_TEXTO APRESENTADO:_
<<<<

Por despacho de 25-05-2023, as partes foram notificadas da dispensa da reunião prevista no artigo 18.º do RJAT, em virtude do pedido de dispensa de audição de prova testemunhal. No mesmo despacho foram as partes notificadas para apresentar, alegações escritas (facultativas), concedendo-se um prazo simultâneo de 15 (quinze) dias. Foi concedido à Requerida prazo para exercer o direito ao contraditório quanto ao requerimento apresentado pela Requerente, podendo fazê-lo juntamente com as suas alegações escritas no prazo concedido. Fixou-se o dia 30-06-2023 como data-limite para a prolação e notificação da decisão final. Por fim notificada a Requerente para proceder ao pagamento da taxa arbitral subsequente, nos termos do n.°3 do artigo 4° do Regulamento de Custas nos Processos de Arbitragem Tributaria, e comunicar o pagamento ao CAAD.
A Requerente apresentou alegações em 14-06-2023, e a Requerida em 15-06-2023 apresentou as suas alegações escritas.
II. Saneamento
O Tribunal Arbitral foi regularmente constituído e é materialmente competente para apreciar da legalidade de atos de autoliquidação de Adicional de Solidariedade sobre o Setor Bancário, nos termos do artigo 2.º, n.º 1, alínea a), do RJAT.
As partes gozam de personalidade e capacidade judiciárias (cfr. artigos 4.º e 10.º, n.º 2, do RJAT e artigo 1.º da Portaria n.º 112-A/2011, de 22 de março) e estão devidamente representadas.
O pedido de pronúncia arbitral é tempestivo, porque apresentado no prazo de 90 dias previsto no artigo 10.º, n.º 1, alínea a) do RJAT, conjugado com o artigo 102.º, n.º 1, alínea b) do CPPT, contado da data de notificação do indeferimento da reclamação graciosa apresentado.
O processo não enferma de nulidades.
III. Matéria De Facto
§3.1. Factos provados
Consideram-se provados os seguintes factos relevantes para a decisão da causa:
A. A Requerente é a sucursal em Portugal do B..., S.A., instituição de crédito de direito luxemburguês com sede e efetiva administração no Luxemburgo. O B... assegura a sua presença em Portugal através da Requerente. Cf. PPA.
B. Em 15 de Junho de 2022, a Requerente procedeu à autoliquidação do ASSB relativo ao ano de 2021, no valor de 1.923,01€, mediante a submissão da declaração modelo 57, identificado pela guia n.º ... tendo procedido ao respetivo pagamento. Cf. PPA.
C. A Requerente interpôs reclamação graciosa contra os atos de autoliquidação, ao qual foi atribuído o ...2022..., notificada do indeferimento da reclamação graciosa por meio do ofício n.º ...-DST/2022 datado de 09-12-2022.

>>>>

_TRECHOS DOS REGISTROS:_
<<<<

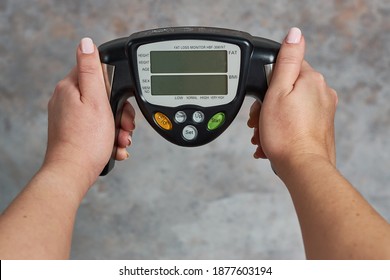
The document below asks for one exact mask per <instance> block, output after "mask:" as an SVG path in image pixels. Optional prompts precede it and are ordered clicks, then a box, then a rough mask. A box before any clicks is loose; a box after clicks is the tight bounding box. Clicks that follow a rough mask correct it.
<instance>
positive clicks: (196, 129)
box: [182, 125, 198, 141]
mask: <svg viewBox="0 0 390 280" xmlns="http://www.w3.org/2000/svg"><path fill="white" fill-rule="evenodd" d="M182 135H183V138H184V139H185V140H188V141H192V140H195V139H196V137H197V136H198V130H197V129H196V127H194V126H192V125H187V126H186V127H184V128H183V131H182Z"/></svg>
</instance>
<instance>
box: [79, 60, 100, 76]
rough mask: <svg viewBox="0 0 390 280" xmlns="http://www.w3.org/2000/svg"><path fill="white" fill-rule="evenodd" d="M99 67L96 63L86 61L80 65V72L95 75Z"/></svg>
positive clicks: (79, 68) (79, 67)
mask: <svg viewBox="0 0 390 280" xmlns="http://www.w3.org/2000/svg"><path fill="white" fill-rule="evenodd" d="M97 70H98V68H97V66H96V65H95V64H90V63H85V64H80V65H79V74H81V75H84V74H87V75H95V74H96V72H97Z"/></svg>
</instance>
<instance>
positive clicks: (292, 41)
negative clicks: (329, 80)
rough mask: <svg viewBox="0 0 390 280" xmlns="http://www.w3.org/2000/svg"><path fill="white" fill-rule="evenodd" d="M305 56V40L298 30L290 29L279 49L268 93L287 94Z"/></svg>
mask: <svg viewBox="0 0 390 280" xmlns="http://www.w3.org/2000/svg"><path fill="white" fill-rule="evenodd" d="M304 54H305V40H304V38H303V36H302V32H301V30H300V29H299V28H296V27H293V28H291V29H290V31H289V33H288V34H287V36H286V38H285V40H284V41H283V43H282V46H281V48H280V51H279V54H278V57H277V60H276V64H275V69H274V73H273V75H272V80H271V83H270V86H269V88H270V91H271V94H272V93H278V94H288V93H290V92H291V90H292V89H293V87H294V83H295V81H296V80H297V78H298V76H299V73H300V71H301V66H302V62H303V58H304Z"/></svg>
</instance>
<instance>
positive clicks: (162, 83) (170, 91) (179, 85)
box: [151, 75, 228, 95]
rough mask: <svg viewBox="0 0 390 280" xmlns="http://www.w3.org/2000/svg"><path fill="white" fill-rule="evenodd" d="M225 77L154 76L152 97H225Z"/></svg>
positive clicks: (171, 75) (151, 85) (182, 75)
mask: <svg viewBox="0 0 390 280" xmlns="http://www.w3.org/2000/svg"><path fill="white" fill-rule="evenodd" d="M227 83H228V80H227V75H154V76H152V77H151V89H152V91H151V94H152V95H227V92H228V88H227V87H228V86H227Z"/></svg>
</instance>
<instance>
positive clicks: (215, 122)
mask: <svg viewBox="0 0 390 280" xmlns="http://www.w3.org/2000/svg"><path fill="white" fill-rule="evenodd" d="M224 122H225V114H224V113H222V112H219V113H216V114H215V115H214V116H212V117H211V119H210V120H209V122H208V123H207V129H208V130H215V129H217V128H218V127H220V126H221V125H223V123H224Z"/></svg>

>>>>

_INSTRUÇÃO 1:_ No texto sobre o processo arbitral, qual data foi fixada como limite para a prolação e notificação da decisão final?
_INSTRUÇÃO 2:_ Dê sequência ao texto sobre o processo arbitral, começando logo depois da última frase.
Os registros vêm de uma fonte diferente da do texto.

_RESULTADO DO EXERCÍCIO 1:_ O dia 30-06-2023.

_RESULTADO DO EXERCÍCIO 2:_
D. Inconformada com o ato de autoliquidação, a Requerente apresentou no CAAD, em 10 de Janeiro de 2023, o pedido de constituição do Tribunal Arbitral e de pronúncia arbitral com vista a anulação da referida liquidação ASSB.– cf. registo de entrada no SGP do CAAD.
§3.2. Factos não provados
Não se consideram não provados quaisquer factos relevantes para o conhecimento da causa.
§3.3. Fundamentação da matéria de facto
Cabe ao Tribunal Arbitral selecionar os factos relevantes para a decisão, em função da sua relevância jurídica considerando as várias soluções plausíveis das questões de Direito, bem como discriminar a matéria provada e não provada (cfr. artigo 123.º, n.º 2, do CPPT e artigo 607.º, n.ºs 3 e 4, do CPC, aplicáveis ex vi do artigo 29.º, n.º 1, alíneas a) e e), do RJAT).
Segundo o princípio da livre apreciação dos factos, o Tribunal baseia a sua decisão, quanto à matéria de facto, na sua íntima e prudente convicção, formada a partir do exame e avaliação dos meios de prova trazidos ao processo, e de acordo com as regras da experiência (cfr. artigo 16.º, alínea e), do RJAT, e artigo 607.º, n.º 4, do CPC, aplicável ex vi do artigo 29.º, n.º 1, alínea e), do RJAT).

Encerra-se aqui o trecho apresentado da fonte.